[Records from a dataset]
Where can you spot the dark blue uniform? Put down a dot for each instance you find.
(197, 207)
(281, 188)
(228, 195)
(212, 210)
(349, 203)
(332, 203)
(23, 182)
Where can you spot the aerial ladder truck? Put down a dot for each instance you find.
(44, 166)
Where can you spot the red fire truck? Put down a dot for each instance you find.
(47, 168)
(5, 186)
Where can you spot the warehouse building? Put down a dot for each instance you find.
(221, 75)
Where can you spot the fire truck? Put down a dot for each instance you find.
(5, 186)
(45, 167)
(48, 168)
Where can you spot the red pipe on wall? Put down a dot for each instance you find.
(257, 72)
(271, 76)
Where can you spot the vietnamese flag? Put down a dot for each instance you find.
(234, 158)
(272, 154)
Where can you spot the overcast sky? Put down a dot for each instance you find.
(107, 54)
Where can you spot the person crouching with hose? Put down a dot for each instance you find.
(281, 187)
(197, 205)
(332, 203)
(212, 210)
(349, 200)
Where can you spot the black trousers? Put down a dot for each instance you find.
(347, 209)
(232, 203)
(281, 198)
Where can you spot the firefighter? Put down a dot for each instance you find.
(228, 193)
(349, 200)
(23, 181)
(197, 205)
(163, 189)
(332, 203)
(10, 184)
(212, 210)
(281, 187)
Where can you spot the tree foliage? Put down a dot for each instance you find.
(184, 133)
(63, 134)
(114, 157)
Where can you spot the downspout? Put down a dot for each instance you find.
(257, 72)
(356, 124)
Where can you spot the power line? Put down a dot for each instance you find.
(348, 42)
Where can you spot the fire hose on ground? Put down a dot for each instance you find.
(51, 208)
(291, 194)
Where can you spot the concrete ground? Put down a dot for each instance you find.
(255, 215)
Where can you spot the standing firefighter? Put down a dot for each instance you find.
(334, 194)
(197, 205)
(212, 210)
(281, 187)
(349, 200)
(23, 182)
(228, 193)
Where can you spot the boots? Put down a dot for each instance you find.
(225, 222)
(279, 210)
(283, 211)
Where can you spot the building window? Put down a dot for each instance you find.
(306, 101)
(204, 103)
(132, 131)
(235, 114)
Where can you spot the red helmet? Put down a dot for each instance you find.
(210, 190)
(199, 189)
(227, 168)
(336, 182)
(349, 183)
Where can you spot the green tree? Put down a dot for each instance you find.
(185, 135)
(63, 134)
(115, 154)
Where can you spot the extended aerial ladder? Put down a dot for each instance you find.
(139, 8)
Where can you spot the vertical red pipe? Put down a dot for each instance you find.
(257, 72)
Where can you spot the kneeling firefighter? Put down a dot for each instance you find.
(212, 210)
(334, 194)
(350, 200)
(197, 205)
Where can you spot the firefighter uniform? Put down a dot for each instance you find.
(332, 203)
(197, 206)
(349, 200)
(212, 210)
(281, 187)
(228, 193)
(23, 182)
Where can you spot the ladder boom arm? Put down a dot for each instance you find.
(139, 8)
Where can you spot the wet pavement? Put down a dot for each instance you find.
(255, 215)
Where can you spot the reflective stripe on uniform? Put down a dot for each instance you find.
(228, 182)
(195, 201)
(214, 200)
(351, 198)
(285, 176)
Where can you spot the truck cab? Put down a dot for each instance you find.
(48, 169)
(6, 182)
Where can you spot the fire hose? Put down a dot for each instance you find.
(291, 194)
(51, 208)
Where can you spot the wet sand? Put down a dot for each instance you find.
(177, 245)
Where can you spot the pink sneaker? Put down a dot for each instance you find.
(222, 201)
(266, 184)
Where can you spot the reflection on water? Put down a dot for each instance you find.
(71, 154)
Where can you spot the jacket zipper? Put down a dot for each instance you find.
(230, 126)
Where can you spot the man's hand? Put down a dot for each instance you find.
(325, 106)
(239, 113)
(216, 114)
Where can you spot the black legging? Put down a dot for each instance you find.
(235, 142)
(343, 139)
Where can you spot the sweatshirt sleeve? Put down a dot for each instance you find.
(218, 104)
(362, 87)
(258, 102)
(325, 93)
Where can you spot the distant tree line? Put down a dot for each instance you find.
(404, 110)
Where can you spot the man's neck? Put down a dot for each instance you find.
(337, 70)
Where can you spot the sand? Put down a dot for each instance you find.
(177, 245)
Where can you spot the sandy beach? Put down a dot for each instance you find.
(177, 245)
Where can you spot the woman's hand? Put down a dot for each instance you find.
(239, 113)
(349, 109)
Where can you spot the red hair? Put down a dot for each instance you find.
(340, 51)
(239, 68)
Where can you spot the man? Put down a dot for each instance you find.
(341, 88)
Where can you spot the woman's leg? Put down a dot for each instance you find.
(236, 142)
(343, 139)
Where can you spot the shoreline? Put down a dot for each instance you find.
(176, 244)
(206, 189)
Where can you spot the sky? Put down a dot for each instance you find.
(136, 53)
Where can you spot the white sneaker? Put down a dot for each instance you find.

#### [WHAT IS REQUIRED]
Repeat each record exactly, leaving nothing out.

#### [OUTPUT OF THE TASK]
Where can you spot the dark blue uniform? Put down a dot for each instance you find.
(197, 207)
(281, 188)
(228, 195)
(212, 210)
(349, 203)
(332, 203)
(23, 182)
Where can you spot the aerial ladder truck? Put down a dot for each instance you find.
(44, 166)
Where can you spot the red fire truck? Put down a dot for each instance you find.
(47, 168)
(5, 186)
Where can you spot the warehouse building? Put down a dot for each instance you find.
(221, 75)
Where can you spot the fire truck? Put down a dot for each instance you find.
(5, 186)
(45, 167)
(48, 168)
Where can you spot the red pipe on wall? Put down a dot for each instance you find.
(257, 72)
(271, 76)
Where can you spot the vietnamese flag? Put down a dot for each instance you find.
(234, 158)
(272, 154)
Where can you spot the overcast sky? Put down a dot for each instance you find.
(107, 54)
Where can you spot the person crouching with hose? Put down a dot for each instance you find.
(281, 187)
(197, 205)
(332, 203)
(212, 210)
(349, 200)
Where can you spot the black trousers? Put down a dot for each instance you find.
(347, 209)
(232, 203)
(281, 198)
Where can you spot the firefighter? Put down a dot for each instance you find.
(228, 193)
(349, 200)
(23, 181)
(197, 205)
(163, 189)
(332, 203)
(10, 184)
(212, 210)
(281, 187)
Where can you spot the tree foliage? Put down a dot for each instance you find.
(184, 133)
(63, 134)
(114, 157)
Where can you spot the downspout? Put down a dot for each instance you find.
(257, 72)
(356, 124)
Where can you spot the power line? Put down a dot for each instance you find.
(348, 42)
Where can you spot the fire hose on ground? Put down a dot for each instance you find.
(51, 208)
(291, 194)
Where can you spot the concrete ground? Put down a dot for each instance you find.
(255, 215)
Where can you spot the standing firefighter? Put down a dot for each instance you find.
(334, 194)
(197, 205)
(212, 210)
(281, 187)
(349, 200)
(23, 182)
(228, 193)
Where can you spot the boots? Put down a dot for each instance you find.
(225, 222)
(279, 210)
(283, 211)
Where can you spot the building window? Put down a dot for each instance you find.
(306, 101)
(204, 103)
(132, 131)
(235, 114)
Where can you spot the red helmet? Put down a dot for each instance you find.
(210, 190)
(199, 189)
(227, 168)
(336, 182)
(349, 183)
Where can you spot the green tree? Put down a dot for each instance you find.
(185, 135)
(63, 134)
(115, 154)
Where can you spot the extended aerial ladder? Put down a dot for each instance you find.
(139, 8)
Where can you spot the vertical red pipe? Put down a dot for each instance you find.
(257, 72)
Where can you spot the kneeling firefighter? Put down a dot for each instance you find.
(212, 210)
(334, 194)
(350, 200)
(197, 205)
Where can you spot the firefighter uniform? Put down a dot for each instance you find.
(332, 203)
(197, 206)
(349, 200)
(212, 210)
(281, 187)
(228, 193)
(23, 182)
Where can you spot the ladder boom arm? Put down a dot for each instance you find.
(139, 8)
Where can you spot the wet pavement? Put down a dot for each instance you find.
(255, 215)
Where can you spot the reflective stripe on uniform? Put down a dot for each instance you find.
(228, 182)
(195, 201)
(214, 200)
(351, 198)
(285, 176)
Where can you spot the truck cab? Put down a dot for each instance you find.
(48, 169)
(6, 182)
Where can you spot the fire hose? Put down a dot for each instance you find.
(291, 194)
(51, 208)
Where can you spot the wet sand? Put down a dot for each instance you find.
(177, 245)
Where can you spot the pink sneaker? Put down a dot for each instance you find.
(222, 201)
(266, 184)
Where can you spot the reflection on water? Put down a dot for each instance you find.
(71, 154)
Where can you spot the jacket zipper? Put down a dot for each instance you find.
(230, 126)
Where can you spot the man's hand? Put down a dot for each instance you find.
(325, 106)
(239, 113)
(216, 114)
Where can you spot the black legging? Put down a dot for each instance you find.
(235, 142)
(343, 139)
Where can you spot the sweatshirt sleeve? Put down a dot for each instance you find.
(218, 104)
(362, 87)
(258, 102)
(325, 93)
Where can you spot the distant tree line? Put down a dot for each instance you find.
(404, 110)
Where can you spot the man's neck? Put down a dot for each instance you find.
(337, 70)
Where can you spot the sand? Put down a dot for each instance you find.
(177, 245)
Where can you spot the sandy beach? Put down a dot for each instance you find.
(177, 245)
Where can you spot the woman's hand? Put down a dot for each instance you find.
(239, 113)
(349, 109)
Where can you spot the red hair? Put down a dot for each instance you find.
(340, 51)
(239, 68)
Where can you spot the man? Put down a dot for each instance you find.
(341, 88)
Where can you spot the woman's leg? Put down a dot for each instance you find.
(236, 142)
(343, 139)
Where can you spot the shoreline? Put down a dot for each instance you find.
(176, 244)
(206, 189)
Where can you spot the sky? Put down a dot for each instance you find.
(136, 53)
Where can you spot the white sneaker? Put down a dot for each instance you find.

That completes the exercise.